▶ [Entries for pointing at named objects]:
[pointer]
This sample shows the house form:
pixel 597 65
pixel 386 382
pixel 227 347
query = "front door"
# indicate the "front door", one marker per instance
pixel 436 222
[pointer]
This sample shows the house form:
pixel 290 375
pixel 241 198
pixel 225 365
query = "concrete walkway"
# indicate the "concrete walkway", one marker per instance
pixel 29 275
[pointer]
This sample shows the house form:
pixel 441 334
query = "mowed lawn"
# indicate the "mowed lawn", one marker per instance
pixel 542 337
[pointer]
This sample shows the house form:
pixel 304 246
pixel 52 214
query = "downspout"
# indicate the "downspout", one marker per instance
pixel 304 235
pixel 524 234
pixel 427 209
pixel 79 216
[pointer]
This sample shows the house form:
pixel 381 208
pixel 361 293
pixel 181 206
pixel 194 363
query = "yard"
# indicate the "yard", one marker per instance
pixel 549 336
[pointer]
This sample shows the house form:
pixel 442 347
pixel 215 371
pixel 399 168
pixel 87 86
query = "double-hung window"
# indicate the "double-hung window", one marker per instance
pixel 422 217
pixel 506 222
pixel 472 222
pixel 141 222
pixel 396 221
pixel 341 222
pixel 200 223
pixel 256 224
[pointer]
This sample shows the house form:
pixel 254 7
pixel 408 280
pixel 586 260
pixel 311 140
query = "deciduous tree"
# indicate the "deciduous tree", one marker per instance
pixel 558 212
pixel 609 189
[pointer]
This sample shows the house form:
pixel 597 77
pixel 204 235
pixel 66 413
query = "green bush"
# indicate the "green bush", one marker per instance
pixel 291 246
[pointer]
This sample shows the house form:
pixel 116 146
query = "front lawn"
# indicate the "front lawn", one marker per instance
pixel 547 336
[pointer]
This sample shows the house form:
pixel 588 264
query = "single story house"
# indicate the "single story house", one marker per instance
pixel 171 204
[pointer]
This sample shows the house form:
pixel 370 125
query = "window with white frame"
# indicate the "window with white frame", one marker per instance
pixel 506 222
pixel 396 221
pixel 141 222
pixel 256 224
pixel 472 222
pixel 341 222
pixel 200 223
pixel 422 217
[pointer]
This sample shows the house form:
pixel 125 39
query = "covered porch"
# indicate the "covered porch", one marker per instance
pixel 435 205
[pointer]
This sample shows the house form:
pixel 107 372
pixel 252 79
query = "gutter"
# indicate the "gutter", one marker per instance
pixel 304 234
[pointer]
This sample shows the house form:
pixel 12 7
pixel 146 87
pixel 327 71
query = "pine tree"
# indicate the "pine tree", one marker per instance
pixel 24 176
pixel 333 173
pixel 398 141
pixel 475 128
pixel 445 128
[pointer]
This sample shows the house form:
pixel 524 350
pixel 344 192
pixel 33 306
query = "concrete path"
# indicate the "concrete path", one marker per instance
--
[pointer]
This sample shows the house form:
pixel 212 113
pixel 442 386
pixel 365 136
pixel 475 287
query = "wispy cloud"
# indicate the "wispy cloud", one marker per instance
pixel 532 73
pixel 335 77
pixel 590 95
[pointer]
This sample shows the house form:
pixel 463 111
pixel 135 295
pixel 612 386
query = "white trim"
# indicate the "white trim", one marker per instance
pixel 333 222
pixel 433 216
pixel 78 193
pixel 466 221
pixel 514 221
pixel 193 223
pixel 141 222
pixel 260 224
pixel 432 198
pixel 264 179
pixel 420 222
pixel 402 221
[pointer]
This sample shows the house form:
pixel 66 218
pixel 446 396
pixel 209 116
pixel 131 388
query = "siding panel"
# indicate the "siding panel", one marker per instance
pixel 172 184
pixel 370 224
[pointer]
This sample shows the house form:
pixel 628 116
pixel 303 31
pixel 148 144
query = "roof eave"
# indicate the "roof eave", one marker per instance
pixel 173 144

▶ [The task]: State only the number of lines in the entries that contain the string 'single'.

▶ [Exercise answer]: 2